Name every artist who appears by name in the passage about Rosso Fiorentino's painting.

*** Given passage Section Begins ***

Pontormo’s paintings pointed to a new willful creativity that helped to dissolve the conventions prized by artists in the first decades of the century. Another Florentine artist, Rosso Fiorentino (1495-1540) created works that were even more personally expressive. Among contemporaries, Rosso earned wide recognition for his emotionalism and individuality. In his early works, the artist combined influences from Michelangelo with insights he had gained from studying Northern European engravings to create a number of highly sophisticated paintings. One of the masterpieces of this early phase of Rosso’s career, his Descent from the Cross, is a work whose dramatic colors are lit as if by a bolt of lightning. No landscape interest distracts from the central event that Rosso retells, but instead the artist places his actors before a slate blue sky. In place of the pyramidal compositional structures often favored by Renaissance and High Renaissance artists, he creates a gigantic figure eight out of the characters in his panel. The men who remove Christ from the cross struggle with the corpse’s dead weight, a body the artist renders in a sickening green. Below, a woman looks out at those who observe the scene, as if to implicate all onlookers in the guilt for the crime that has just been committed. On the other side of the panel a grief-stricken apostle tears at his hair, while between these two figures, a woman struggles to support one of the ladders on which the men above are working. Charged with a brilliant emotional intensity, Rosso Fiorentino’s Descent from the Cross provides its observers with a catalogue of the effects of grief upon the human psyche. As he shows, the sense of personal loss produces variety of psychological states ranging from anguish, to quiet suffering, and even to the nervous and uncomfortable leer that Rosso paints upon the face of Joseph of Arimathea.

*** Given passage Section Ends ***
*** Excerpted records Section Begins ***

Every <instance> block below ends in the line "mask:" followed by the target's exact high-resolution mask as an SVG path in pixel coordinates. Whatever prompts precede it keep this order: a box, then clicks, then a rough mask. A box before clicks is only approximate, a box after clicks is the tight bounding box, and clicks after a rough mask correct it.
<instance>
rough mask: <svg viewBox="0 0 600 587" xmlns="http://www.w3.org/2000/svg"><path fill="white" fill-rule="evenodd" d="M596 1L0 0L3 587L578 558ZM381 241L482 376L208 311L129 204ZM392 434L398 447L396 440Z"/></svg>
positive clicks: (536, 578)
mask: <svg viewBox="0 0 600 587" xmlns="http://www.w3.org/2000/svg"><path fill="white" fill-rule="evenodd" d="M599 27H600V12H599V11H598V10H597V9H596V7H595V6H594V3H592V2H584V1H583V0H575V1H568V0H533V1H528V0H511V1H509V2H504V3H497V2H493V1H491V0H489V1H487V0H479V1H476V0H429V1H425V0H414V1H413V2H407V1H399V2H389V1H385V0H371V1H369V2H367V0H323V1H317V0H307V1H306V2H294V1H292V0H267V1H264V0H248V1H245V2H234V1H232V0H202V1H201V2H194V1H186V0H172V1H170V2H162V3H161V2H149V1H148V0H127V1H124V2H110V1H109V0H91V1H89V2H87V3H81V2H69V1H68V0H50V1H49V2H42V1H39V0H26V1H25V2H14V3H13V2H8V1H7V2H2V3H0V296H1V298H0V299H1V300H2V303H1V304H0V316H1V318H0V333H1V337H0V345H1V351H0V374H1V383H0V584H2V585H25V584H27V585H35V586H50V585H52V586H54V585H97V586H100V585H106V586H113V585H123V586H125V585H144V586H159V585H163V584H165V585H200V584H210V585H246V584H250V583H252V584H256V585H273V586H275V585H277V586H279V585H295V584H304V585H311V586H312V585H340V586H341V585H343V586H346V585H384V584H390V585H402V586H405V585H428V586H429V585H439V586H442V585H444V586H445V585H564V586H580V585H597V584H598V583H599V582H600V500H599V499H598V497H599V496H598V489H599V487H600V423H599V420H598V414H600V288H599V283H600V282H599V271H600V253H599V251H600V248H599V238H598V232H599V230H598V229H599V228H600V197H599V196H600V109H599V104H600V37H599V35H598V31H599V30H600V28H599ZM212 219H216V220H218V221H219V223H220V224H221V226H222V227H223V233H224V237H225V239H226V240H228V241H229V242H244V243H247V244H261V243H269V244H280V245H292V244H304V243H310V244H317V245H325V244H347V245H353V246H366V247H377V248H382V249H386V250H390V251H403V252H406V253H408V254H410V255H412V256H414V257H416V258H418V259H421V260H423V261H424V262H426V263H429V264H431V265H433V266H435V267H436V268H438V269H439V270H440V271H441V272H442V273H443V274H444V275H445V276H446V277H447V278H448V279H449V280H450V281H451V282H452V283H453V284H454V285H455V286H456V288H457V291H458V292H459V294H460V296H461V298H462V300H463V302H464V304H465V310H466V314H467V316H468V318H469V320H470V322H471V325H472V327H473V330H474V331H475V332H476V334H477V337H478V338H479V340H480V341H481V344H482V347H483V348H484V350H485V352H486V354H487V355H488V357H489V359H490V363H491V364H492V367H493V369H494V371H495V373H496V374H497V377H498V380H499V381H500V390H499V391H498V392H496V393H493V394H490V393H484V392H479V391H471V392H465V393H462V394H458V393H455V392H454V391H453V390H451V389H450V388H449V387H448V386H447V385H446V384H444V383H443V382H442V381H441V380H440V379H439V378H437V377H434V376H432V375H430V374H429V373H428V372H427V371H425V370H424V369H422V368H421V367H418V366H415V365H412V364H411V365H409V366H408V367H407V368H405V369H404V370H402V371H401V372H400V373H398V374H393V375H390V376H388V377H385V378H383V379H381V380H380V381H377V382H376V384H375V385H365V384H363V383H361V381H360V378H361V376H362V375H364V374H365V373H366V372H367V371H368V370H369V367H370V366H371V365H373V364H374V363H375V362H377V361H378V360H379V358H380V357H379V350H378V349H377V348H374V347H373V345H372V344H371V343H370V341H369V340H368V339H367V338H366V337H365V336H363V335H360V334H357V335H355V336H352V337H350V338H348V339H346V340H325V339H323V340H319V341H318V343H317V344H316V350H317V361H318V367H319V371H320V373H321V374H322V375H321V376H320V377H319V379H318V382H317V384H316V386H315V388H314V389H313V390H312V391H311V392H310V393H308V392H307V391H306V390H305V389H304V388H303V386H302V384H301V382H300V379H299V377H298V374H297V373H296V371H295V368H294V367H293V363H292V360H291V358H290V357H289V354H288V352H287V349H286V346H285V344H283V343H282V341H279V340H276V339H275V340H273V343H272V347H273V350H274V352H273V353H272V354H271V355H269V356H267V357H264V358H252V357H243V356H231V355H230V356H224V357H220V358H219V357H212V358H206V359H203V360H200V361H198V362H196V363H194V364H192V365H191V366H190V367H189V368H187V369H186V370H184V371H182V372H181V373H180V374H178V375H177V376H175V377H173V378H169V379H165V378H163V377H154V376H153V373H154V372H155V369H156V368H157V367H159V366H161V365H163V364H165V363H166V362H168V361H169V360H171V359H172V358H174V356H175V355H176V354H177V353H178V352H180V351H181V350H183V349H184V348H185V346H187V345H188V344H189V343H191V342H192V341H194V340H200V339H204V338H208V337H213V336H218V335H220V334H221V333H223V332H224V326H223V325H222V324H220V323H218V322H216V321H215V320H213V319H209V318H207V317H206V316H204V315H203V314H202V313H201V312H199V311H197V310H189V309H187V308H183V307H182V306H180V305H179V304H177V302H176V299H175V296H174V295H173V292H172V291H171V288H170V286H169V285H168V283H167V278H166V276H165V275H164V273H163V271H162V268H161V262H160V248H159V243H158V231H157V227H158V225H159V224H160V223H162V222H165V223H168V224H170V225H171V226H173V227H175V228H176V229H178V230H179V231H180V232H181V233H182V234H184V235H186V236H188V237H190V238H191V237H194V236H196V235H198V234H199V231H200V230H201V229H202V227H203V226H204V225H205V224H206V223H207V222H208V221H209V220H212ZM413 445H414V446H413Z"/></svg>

*** Excerpted records Section Ends ***

- Output of the exercise: Pontormo, Rosso Fiorentino, Michelangelo